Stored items
(begin)

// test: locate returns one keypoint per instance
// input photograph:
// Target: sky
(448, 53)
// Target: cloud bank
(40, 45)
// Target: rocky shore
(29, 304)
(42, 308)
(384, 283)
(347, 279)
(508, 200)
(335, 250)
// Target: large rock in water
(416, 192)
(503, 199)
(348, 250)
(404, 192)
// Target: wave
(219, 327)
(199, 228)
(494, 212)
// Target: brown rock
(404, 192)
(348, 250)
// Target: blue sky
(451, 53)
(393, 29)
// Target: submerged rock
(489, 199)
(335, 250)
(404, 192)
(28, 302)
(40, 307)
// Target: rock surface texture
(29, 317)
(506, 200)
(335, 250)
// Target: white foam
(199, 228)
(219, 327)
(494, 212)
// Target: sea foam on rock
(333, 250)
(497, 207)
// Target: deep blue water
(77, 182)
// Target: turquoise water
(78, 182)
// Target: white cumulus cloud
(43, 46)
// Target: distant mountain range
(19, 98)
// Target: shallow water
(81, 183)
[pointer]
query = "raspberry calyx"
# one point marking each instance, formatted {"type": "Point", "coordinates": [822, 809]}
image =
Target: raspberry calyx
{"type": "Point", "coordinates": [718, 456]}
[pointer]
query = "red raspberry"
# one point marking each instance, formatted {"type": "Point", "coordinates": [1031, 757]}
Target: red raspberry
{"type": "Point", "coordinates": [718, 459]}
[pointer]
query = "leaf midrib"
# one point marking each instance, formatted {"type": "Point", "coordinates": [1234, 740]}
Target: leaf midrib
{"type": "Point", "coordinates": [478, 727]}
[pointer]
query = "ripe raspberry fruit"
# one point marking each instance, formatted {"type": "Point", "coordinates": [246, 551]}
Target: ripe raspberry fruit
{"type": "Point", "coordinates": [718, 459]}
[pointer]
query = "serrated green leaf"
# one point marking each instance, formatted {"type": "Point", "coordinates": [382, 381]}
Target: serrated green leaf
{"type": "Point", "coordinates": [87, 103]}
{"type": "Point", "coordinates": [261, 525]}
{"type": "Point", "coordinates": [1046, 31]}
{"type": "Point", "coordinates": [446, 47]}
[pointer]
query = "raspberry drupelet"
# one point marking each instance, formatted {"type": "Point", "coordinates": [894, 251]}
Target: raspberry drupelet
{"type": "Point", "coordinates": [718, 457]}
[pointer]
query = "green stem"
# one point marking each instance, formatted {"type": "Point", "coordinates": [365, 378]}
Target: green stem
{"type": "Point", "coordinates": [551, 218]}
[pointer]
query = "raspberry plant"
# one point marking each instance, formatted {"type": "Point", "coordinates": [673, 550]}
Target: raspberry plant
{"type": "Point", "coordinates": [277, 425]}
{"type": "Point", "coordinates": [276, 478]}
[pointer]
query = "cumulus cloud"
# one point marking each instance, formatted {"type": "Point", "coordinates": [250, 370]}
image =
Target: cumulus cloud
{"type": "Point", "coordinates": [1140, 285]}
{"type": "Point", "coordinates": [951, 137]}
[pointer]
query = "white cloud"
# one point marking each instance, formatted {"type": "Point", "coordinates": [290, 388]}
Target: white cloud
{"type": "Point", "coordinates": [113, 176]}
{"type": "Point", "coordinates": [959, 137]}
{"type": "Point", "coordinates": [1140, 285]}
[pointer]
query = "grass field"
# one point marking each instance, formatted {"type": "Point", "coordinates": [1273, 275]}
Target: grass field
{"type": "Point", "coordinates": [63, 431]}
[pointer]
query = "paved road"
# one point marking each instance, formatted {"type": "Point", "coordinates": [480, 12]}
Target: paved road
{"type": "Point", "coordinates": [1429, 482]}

(end)

## Task prompt
Type out the entries again, word for word.

## Correct output
// test: locate returns one keypoint per instance
// input photograph:
// Target: sky
(448, 53)
// Target: cloud bank
(40, 45)
// Target: rocky shore
(29, 304)
(42, 308)
(384, 283)
(347, 279)
(508, 200)
(335, 250)
// Target: large rock in water
(416, 192)
(503, 199)
(348, 250)
(404, 192)
// Target: wave
(219, 327)
(199, 228)
(494, 212)
// Target: brown rock
(404, 192)
(348, 250)
// Target: blue sky
(451, 53)
(393, 29)
// Target: submerged rock
(489, 199)
(335, 250)
(404, 192)
(28, 302)
(40, 307)
// Target: rock surface texture
(29, 317)
(506, 200)
(335, 250)
// Target: white foam
(199, 228)
(219, 327)
(494, 212)
// Target: sea foam on rock
(333, 250)
(497, 207)
// Target: deep blue water
(77, 182)
// Target: turquoise water
(78, 182)
// Target: white cumulus cloud
(43, 46)
// Target: distant mountain range
(19, 98)
// Target: shallow water
(81, 183)
[pointer]
query = "raspberry calyx"
# one point marking each instance, formatted {"type": "Point", "coordinates": [822, 809]}
image =
Target: raspberry calyx
{"type": "Point", "coordinates": [718, 456]}
[pointer]
query = "red raspberry"
# one point marking each instance, formatted {"type": "Point", "coordinates": [1031, 757]}
Target: red raspberry
{"type": "Point", "coordinates": [718, 459]}
[pointer]
query = "leaf midrib"
# one point marking each instance, formatted {"type": "Point", "coordinates": [1234, 740]}
Target: leaf midrib
{"type": "Point", "coordinates": [478, 727]}
[pointer]
query = "ripe raspberry fruit"
# one point marking each instance, formatted {"type": "Point", "coordinates": [246, 551]}
Target: ripe raspberry fruit
{"type": "Point", "coordinates": [718, 459]}
[pointer]
query = "serrated green leaf"
# one point marking each instance, formatted {"type": "Point", "coordinates": [382, 381]}
Target: serrated green leaf
{"type": "Point", "coordinates": [87, 103]}
{"type": "Point", "coordinates": [261, 525]}
{"type": "Point", "coordinates": [1046, 31]}
{"type": "Point", "coordinates": [446, 47]}
[pointer]
query = "raspberry drupelet"
# one point marking each instance, formatted {"type": "Point", "coordinates": [894, 251]}
Target: raspberry drupelet
{"type": "Point", "coordinates": [718, 457]}
[pointer]
query = "green stem"
# one point marking each instance, formatted {"type": "Point", "coordinates": [365, 378]}
Target: green stem
{"type": "Point", "coordinates": [551, 218]}
[pointer]
query = "raspberry plant"
# one point marking each instance, formatted {"type": "Point", "coordinates": [673, 550]}
Target: raspberry plant
{"type": "Point", "coordinates": [277, 425]}
{"type": "Point", "coordinates": [276, 478]}
[pointer]
query = "cumulus cloud"
# one point marking each instance, formatted {"type": "Point", "coordinates": [250, 370]}
image =
Target: cumulus cloud
{"type": "Point", "coordinates": [1140, 285]}
{"type": "Point", "coordinates": [951, 137]}
[pointer]
query = "white cloud"
# one point marking each instance, formatted {"type": "Point", "coordinates": [290, 388]}
Target: white cloud
{"type": "Point", "coordinates": [113, 176]}
{"type": "Point", "coordinates": [959, 137]}
{"type": "Point", "coordinates": [1140, 285]}
[pointer]
query = "grass field"
# one point marking each instance, formatted {"type": "Point", "coordinates": [1273, 275]}
Target: grass field
{"type": "Point", "coordinates": [63, 431]}
[pointer]
query = "paved road"
# one point marking each instance, formatted {"type": "Point", "coordinates": [480, 12]}
Target: paved road
{"type": "Point", "coordinates": [1429, 482]}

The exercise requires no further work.